Task statement:
Please print each record below exactly as it is written.

[[ Source information, beginning ]]

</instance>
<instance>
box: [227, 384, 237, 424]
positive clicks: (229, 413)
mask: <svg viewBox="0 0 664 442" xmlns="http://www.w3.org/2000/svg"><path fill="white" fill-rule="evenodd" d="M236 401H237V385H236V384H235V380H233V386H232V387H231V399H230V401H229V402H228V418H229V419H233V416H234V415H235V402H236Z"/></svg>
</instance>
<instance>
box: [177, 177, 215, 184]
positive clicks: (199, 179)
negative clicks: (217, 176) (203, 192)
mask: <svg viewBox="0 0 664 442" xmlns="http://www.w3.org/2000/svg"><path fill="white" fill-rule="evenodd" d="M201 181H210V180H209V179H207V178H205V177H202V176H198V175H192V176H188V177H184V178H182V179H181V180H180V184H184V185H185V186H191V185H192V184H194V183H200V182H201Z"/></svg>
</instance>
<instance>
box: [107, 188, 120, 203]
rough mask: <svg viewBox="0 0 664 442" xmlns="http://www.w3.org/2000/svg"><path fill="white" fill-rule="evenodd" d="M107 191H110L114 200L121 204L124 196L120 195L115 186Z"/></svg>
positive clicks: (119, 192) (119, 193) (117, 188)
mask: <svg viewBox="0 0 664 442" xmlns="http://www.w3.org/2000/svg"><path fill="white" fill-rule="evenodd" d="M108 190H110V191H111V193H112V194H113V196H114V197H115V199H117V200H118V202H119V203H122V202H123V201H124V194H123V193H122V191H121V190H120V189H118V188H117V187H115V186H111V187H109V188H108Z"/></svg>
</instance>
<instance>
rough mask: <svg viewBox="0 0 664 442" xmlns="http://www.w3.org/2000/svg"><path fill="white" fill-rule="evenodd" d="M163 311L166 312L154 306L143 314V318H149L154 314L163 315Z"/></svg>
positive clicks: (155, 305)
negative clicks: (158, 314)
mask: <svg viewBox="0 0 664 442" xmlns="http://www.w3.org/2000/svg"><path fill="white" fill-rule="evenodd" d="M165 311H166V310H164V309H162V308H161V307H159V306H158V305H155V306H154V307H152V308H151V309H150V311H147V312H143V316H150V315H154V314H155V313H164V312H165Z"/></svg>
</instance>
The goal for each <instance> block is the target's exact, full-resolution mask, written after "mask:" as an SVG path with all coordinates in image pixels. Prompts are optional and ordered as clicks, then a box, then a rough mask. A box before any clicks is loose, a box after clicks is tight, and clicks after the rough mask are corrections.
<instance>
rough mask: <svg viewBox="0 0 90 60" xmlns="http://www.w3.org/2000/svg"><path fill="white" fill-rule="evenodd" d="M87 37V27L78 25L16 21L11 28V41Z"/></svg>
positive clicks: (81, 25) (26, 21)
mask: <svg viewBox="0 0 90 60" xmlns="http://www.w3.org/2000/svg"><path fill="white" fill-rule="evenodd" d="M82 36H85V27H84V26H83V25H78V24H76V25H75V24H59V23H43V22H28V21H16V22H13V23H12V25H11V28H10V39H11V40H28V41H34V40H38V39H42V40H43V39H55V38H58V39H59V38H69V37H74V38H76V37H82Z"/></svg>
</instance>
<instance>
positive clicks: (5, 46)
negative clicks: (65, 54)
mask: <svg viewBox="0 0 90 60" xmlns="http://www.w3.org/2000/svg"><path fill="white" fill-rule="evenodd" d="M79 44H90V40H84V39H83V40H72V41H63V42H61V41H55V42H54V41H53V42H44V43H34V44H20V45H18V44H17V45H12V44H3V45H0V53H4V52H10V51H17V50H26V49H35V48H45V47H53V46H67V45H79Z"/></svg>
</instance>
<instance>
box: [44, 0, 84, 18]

[[ Source information, end ]]

Answer box:
</instance>
<instance>
box: [227, 384, 237, 424]
positive clicks: (229, 413)
mask: <svg viewBox="0 0 664 442" xmlns="http://www.w3.org/2000/svg"><path fill="white" fill-rule="evenodd" d="M236 401H237V385H236V384H235V380H233V386H232V387H231V399H230V401H229V402H228V418H229V419H233V416H234V415H235V402H236Z"/></svg>
</instance>
<instance>
box: [177, 177, 215, 184]
positive clicks: (199, 179)
negative clicks: (217, 176) (203, 192)
mask: <svg viewBox="0 0 664 442" xmlns="http://www.w3.org/2000/svg"><path fill="white" fill-rule="evenodd" d="M201 181H210V180H209V179H207V178H205V177H202V176H198V175H192V176H188V177H184V178H182V179H181V180H180V184H184V185H185V186H191V185H192V184H194V183H200V182H201Z"/></svg>
</instance>
<instance>
box: [107, 188, 120, 203]
rough mask: <svg viewBox="0 0 664 442" xmlns="http://www.w3.org/2000/svg"><path fill="white" fill-rule="evenodd" d="M107 191H110L114 200L121 204L124 196L120 195L115 186Z"/></svg>
positive clicks: (119, 192) (119, 193) (117, 188)
mask: <svg viewBox="0 0 664 442" xmlns="http://www.w3.org/2000/svg"><path fill="white" fill-rule="evenodd" d="M108 190H110V191H111V193H112V194H113V196H114V197H115V199H117V200H118V202H119V203H122V202H123V201H124V194H123V193H122V191H121V190H120V189H118V188H117V187H115V186H111V187H109V188H108Z"/></svg>
</instance>
<instance>
rough mask: <svg viewBox="0 0 664 442" xmlns="http://www.w3.org/2000/svg"><path fill="white" fill-rule="evenodd" d="M163 311L166 312L154 306L143 314V318H149L154 314L163 315Z"/></svg>
positive clicks: (155, 305)
negative clicks: (158, 314)
mask: <svg viewBox="0 0 664 442" xmlns="http://www.w3.org/2000/svg"><path fill="white" fill-rule="evenodd" d="M165 311H166V310H164V309H162V308H161V307H159V306H158V305H155V306H154V307H152V308H151V309H150V311H147V312H143V316H150V315H154V314H155V313H164V312H165Z"/></svg>
</instance>
The goal for each <instance> block is the target's exact, full-resolution mask, written after "mask:" as an SVG path with all coordinates in image pixels. Prompts are optional and ordered as clicks, then a box, then a rough mask. A box before any clicks is loose, a box after clicks is tight, and clicks after the rough mask are corrections.
<instance>
rough mask: <svg viewBox="0 0 90 60" xmlns="http://www.w3.org/2000/svg"><path fill="white" fill-rule="evenodd" d="M87 37V27L78 25L16 21L11 28V41Z"/></svg>
positive clicks: (81, 25) (26, 21)
mask: <svg viewBox="0 0 90 60" xmlns="http://www.w3.org/2000/svg"><path fill="white" fill-rule="evenodd" d="M82 36H85V27H84V26H83V25H78V24H76V25H75V24H59V23H43V22H28V21H16V22H13V23H12V25H11V28H10V39H11V40H28V41H34V40H38V39H42V40H43V39H55V38H58V39H59V38H69V37H74V38H76V37H82Z"/></svg>
</instance>
<instance>
positive clicks: (5, 46)
negative clicks: (65, 54)
mask: <svg viewBox="0 0 90 60" xmlns="http://www.w3.org/2000/svg"><path fill="white" fill-rule="evenodd" d="M79 44H90V40H84V39H83V40H72V41H63V42H61V41H55V42H54V41H53V42H44V43H34V44H20V45H18V44H17V45H12V44H3V45H0V53H4V52H10V51H17V50H26V49H35V48H45V47H53V46H67V45H79Z"/></svg>
</instance>
<instance>
box: [44, 0, 84, 18]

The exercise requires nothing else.